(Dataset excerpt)
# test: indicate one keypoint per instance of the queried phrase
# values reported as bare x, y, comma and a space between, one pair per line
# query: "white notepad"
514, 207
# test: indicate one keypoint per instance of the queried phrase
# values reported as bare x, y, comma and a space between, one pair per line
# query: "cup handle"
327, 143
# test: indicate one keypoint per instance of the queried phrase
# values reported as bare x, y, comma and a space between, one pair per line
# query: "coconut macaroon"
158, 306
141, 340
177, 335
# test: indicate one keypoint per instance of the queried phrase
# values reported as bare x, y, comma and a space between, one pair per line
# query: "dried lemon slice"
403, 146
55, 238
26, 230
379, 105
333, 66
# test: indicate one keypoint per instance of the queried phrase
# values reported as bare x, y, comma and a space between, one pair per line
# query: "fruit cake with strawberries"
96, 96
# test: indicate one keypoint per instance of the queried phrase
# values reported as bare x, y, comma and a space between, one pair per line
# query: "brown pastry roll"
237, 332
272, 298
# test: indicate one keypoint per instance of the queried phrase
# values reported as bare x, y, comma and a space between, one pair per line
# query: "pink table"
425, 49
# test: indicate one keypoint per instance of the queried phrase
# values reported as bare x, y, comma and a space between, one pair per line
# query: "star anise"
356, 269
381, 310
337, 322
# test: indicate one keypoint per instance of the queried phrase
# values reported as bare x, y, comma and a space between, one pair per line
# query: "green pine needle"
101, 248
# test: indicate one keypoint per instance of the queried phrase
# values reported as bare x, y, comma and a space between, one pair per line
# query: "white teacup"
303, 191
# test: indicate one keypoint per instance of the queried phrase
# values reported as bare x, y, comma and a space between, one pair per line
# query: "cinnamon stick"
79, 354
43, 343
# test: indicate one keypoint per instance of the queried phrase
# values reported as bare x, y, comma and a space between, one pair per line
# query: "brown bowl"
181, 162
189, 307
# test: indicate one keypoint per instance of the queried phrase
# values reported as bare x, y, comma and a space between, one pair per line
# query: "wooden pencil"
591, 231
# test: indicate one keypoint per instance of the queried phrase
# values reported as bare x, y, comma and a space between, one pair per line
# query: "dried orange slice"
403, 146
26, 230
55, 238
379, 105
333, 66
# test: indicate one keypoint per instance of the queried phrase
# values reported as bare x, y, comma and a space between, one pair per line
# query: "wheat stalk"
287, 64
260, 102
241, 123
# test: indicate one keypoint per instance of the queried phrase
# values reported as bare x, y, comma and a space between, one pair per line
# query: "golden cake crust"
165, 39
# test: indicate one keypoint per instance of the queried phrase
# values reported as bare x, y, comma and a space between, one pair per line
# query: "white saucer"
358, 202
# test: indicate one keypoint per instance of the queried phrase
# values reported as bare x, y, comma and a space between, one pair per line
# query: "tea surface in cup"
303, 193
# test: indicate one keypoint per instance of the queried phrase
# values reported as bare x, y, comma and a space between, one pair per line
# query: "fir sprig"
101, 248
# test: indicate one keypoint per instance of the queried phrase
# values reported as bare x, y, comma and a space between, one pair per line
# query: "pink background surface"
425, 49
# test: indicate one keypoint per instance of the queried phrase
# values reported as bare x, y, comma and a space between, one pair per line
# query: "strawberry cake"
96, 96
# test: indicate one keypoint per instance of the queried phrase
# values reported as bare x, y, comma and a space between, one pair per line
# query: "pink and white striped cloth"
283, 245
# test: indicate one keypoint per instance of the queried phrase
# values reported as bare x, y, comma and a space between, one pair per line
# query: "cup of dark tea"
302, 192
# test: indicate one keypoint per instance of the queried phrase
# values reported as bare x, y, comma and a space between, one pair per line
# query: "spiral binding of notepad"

(Short task)
Repeat the records above exactly.

(Answer)
# test: indicate one keypoint per instance of the queried phrase
# values reported as bare x, y, comma and a space between, one pair per line
# query: "white notepad"
514, 207
# test: indicate one keypoint per instance of the queried phrase
# values reported as bare x, y, comma and a space between, one pair per line
# query: "cup handle"
327, 143
# test: indicate one keypoint per instance of the queried phrase
# values reported as bare x, y, comma and a space between, one pair per line
# query: "coconut macaroon"
158, 306
141, 340
177, 335
# test: indicate one keypoint per instance of the queried phrase
# values reported as bare x, y, comma and a space between, one pair per line
# query: "dried lemon slice"
403, 146
55, 238
26, 230
379, 105
333, 66
# test: indicate one keypoint per instance of the queried phrase
# values reported as bare x, y, comma and a space between, one pair per line
# query: "fruit cake with strawberries"
96, 96
# test: indicate one keypoint per instance of the queried phrase
# values reported as bare x, y, comma and a space between, one pair per line
# query: "brown pastry roll"
237, 332
272, 298
# test: indicate one keypoint per instance of the queried phrase
# values reported as bare x, y, comma and a space between, one pair per line
# query: "pink table"
425, 49
# test: indicate one keypoint per instance of the queried phrase
# values reported as bare x, y, comma and a space between, one pair per line
# query: "star anise"
356, 269
381, 310
337, 322
# test: indicate one keypoint per instance of the queried phrase
# values reported as bare x, y, comma and a space between, one pair per line
# query: "green pine needle"
101, 248
# test: indicate one keypoint per instance of the queried phrase
# values reported as bare x, y, comma and a space between, one pair per line
# query: "white teacup"
303, 191
# test: indicate one keypoint per instance of the queried phrase
# values reported as bare x, y, comma and a space between, one pair per line
# query: "cinnamon stick"
79, 354
43, 343
# test: indicate one keypoint per instance of the queried phrase
# values reported as bare x, y, comma and a space between, one pair per line
# query: "brown bowl"
181, 162
189, 307
# test: indicate one keypoint per instance of the queried phrase
# values reported as bare x, y, comma and a space between, one pair per line
# query: "wooden pencil"
591, 231
# test: indicate one keypoint per instance of the queried phrase
# values reported as bare x, y, comma and a space between, one pair per line
# query: "dried orange slice"
403, 146
26, 230
55, 238
379, 105
333, 66
# test: indicate one keypoint per instance of the queried phrase
# values reported as bare x, y, comma and a space between, one pair per line
# query: "wheat stalk"
287, 64
260, 102
241, 123
# test: indicate one keypoint per instance of the queried phrase
# values reported as bare x, y, comma and a space between, one pair per line
# query: "golden cake crust"
165, 39
# test: indicate one keypoint per instance of the queried phrase
# values reported as bare x, y, comma and a space between, one pair per line
# query: "white saucer"
358, 202
# test: indicate one keypoint per instance of the queried phrase
# values reported as bare x, y, comma and a space between, one pair per line
# query: "tea surface in cup"
303, 193
# test: indicate one keypoint per instance of the queried phrase
# values reported as bare x, y, comma and a space between, one pair per line
# query: "fir sprig"
101, 248
# test: indicate one keypoint per instance of the queried phrase
# values reported as bare x, y, comma and a space between, one pair per line
# query: "pink background surface"
425, 49
# test: indicate one keypoint per instance of the queried phrase
# values reported as bare x, y, comma and a space between, one pair per line
# query: "strawberry cake"
96, 96
# test: indicate one keypoint per instance of the queried phrase
# values reported as bare x, y, comma and a space between, one pair per line
# query: "pink and white striped cloth"
283, 245
# test: indicate one keypoint per instance of the queried phrase
# values reported as bare x, y, comma and a space between, one pair per line
# query: "cup of dark tea"
302, 192
# test: indicate one keypoint per instance of the queried phrase
# values reported as bare x, y, comma and a space between, one pair per line
# query: "spiral binding of notepad"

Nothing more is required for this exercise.